デジタルマーケティング『CVR改善の鉄板施策』〜入口設計攻略編〜
デジタルマーケティングで再現性高く成果を上げていくには、どうすればいいでしょうか?
デジタルマーケティングには、「守破離」があります。まず取り組む守の型としては、①クイックに成果があがる鉄板施策の実施です。
すでに高い確率で成果を上げられることが実証済みの定石を活用して、短期的に成果を上げることができます。
続いて、破の型としては、②仮説に基づく独自施策の実施です。
定石が反映された後に、さらに成果を伸ばすために、顧客理解を深めて独自施策をうって拡大させます。
最後の、離の型としては、③ナレッジの横展開+PDCA体制の構築です。
デジタルマーケティングの水準を高めるために、PDCAで施策を洗練させ、再現性の高い体制にします。
今回は、守の「クイックに成果があがる鉄板施策」の中でも、まず最初に取り組む施策、「獲得」の鉄板施策の一部を紹介します。
集客先である「WEBサイト」や「ランディングページ」などの成果を如何に最大化するかが「獲得の鉄板施策」のメインテーマになります。
獲得効率(CVR)を改善する鉄板施策とは
デジタルマーケティングにおいて早く効果を得るためには、明日から使える鉄板施策を取り入れてみることをお勧めします。
その鉄板施策の中でも、まず最初に取り組むべきは売上に直結する「獲得」の鉄板施策です。
WebサイトのTOPページやランディングページなどにおいて獲得効率(CVR)を改善するには、「入口設計」「出口設計」「コミュニケーション設計」という3つの設計が重要になります。
入口設計
最初に訪問するTOPページやランディングページで、いかに顧客が自分事化し、もっと見てみたいと思わせることができるかを作り込みます。

_記録された情報_:
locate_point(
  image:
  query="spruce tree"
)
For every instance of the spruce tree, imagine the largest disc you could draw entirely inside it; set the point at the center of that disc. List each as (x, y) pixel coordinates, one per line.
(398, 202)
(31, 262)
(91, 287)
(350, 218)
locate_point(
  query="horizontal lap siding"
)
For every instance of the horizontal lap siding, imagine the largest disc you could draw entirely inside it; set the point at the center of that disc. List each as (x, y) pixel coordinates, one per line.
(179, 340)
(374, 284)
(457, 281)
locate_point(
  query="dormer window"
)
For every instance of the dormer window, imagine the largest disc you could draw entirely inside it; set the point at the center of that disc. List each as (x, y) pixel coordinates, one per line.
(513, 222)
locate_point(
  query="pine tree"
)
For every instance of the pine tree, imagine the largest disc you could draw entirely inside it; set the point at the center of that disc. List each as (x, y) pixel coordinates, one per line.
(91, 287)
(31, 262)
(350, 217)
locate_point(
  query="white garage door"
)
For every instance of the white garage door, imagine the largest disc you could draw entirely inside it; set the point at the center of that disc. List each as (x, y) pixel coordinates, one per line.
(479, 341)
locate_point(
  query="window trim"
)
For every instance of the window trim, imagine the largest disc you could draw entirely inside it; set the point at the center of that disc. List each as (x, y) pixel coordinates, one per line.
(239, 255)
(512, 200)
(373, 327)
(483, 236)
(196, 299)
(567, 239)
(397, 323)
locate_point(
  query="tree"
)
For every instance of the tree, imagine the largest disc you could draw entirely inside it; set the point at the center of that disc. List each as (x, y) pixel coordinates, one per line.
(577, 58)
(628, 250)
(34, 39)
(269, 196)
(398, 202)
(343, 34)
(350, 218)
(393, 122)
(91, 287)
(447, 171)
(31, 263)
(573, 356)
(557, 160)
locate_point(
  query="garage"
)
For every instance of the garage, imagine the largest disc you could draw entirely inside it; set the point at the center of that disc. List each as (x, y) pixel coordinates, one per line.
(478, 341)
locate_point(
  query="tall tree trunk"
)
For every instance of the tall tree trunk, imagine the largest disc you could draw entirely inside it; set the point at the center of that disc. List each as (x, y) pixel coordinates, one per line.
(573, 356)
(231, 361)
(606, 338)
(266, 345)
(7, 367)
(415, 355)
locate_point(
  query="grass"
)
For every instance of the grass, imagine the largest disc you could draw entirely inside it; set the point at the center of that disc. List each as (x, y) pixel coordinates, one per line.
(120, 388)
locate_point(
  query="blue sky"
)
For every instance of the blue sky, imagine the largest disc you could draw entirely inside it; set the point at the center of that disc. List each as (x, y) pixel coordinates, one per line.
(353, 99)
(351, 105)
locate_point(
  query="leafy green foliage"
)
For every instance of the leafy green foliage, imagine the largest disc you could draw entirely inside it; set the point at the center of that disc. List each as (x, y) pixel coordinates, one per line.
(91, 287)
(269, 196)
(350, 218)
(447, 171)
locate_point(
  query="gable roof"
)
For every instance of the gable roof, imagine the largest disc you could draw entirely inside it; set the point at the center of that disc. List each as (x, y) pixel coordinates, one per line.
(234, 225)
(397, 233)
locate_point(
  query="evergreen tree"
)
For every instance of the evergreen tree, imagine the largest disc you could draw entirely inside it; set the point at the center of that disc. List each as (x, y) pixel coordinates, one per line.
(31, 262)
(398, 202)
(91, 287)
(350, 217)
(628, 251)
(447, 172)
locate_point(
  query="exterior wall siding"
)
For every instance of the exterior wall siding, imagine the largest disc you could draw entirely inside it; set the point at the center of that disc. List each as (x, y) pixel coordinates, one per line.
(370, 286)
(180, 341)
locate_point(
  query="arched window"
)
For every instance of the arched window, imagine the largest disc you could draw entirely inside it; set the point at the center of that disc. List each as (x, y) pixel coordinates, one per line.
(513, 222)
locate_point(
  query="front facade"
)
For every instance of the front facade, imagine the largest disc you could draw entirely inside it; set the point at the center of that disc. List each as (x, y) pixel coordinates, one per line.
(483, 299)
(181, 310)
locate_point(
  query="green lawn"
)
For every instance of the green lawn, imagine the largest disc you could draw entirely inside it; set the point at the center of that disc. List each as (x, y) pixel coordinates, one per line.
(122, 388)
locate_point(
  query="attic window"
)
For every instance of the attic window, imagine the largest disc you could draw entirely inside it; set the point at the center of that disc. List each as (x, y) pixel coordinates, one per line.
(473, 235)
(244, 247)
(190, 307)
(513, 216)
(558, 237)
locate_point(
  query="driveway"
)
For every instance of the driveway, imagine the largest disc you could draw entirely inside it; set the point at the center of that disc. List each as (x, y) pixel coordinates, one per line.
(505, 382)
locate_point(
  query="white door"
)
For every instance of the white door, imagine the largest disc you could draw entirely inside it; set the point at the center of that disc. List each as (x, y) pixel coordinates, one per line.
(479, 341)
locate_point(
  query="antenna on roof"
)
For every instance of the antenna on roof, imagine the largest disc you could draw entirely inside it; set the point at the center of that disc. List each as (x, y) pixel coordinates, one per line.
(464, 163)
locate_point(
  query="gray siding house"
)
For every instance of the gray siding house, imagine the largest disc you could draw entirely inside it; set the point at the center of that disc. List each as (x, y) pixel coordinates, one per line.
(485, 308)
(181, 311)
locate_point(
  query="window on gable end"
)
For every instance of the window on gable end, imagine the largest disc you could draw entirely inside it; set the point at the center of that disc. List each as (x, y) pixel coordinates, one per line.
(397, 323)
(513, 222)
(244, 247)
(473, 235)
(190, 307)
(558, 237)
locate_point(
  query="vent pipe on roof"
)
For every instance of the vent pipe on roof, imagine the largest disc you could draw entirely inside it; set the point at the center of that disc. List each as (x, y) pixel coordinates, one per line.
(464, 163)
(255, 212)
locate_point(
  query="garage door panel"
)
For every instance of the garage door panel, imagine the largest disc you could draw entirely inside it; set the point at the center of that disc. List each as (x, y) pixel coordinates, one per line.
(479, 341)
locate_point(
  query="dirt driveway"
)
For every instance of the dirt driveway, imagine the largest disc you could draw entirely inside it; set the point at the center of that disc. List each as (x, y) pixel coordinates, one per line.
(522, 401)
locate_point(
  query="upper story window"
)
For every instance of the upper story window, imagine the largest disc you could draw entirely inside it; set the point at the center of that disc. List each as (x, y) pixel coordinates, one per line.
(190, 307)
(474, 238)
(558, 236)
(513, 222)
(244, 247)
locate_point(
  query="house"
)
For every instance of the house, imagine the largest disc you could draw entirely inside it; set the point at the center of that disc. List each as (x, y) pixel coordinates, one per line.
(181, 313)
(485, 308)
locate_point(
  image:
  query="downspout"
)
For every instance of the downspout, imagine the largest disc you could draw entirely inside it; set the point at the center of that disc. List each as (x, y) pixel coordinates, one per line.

_やること_:
• A. CVR改善の文章について、次の問いに答えてください。
(i) 守の型として、まず取り組むのは何ですか。
(ii) 離の型は何ですか。
(iii) 獲得効率(CVR)を改善するのに重要だとされている3つの設計は何ですか。
• B. CVR改善の文章から、「デジタルマーケティングには、」という言葉を含むところで始まり「最後の、離の型としては、③ナレッジの横展開+PDCA体制の構築です。」で終わる部分を、一字も変えずに書き写してください。

_問ごとの答え_:
• A.
(i) クイックに成果があがる鉄板施策の実施
(ii) ナレッジの横展開+PDCA体制の構築
(iii) 入口設計、出口設計、コミュニケーション設計

• B.
デジタルマーケティングには、「守破離」があります。まず取り組む守の型としては、①クイックに成果があがる鉄板施策の実施です。
すでに高い確率で成果を上げられることが実証済みの定石を活用して、短期的に成果を上げることができます。
続いて、破の型としては、②仮説に基づく独自施策の実施です。
定石が反映された後に、さらに成果を伸ばすために、顧客理解を深めて独自施策をうって拡大させます。
最後の、離の型としては、③ナレッジの横展開+PDCA体制の構築です。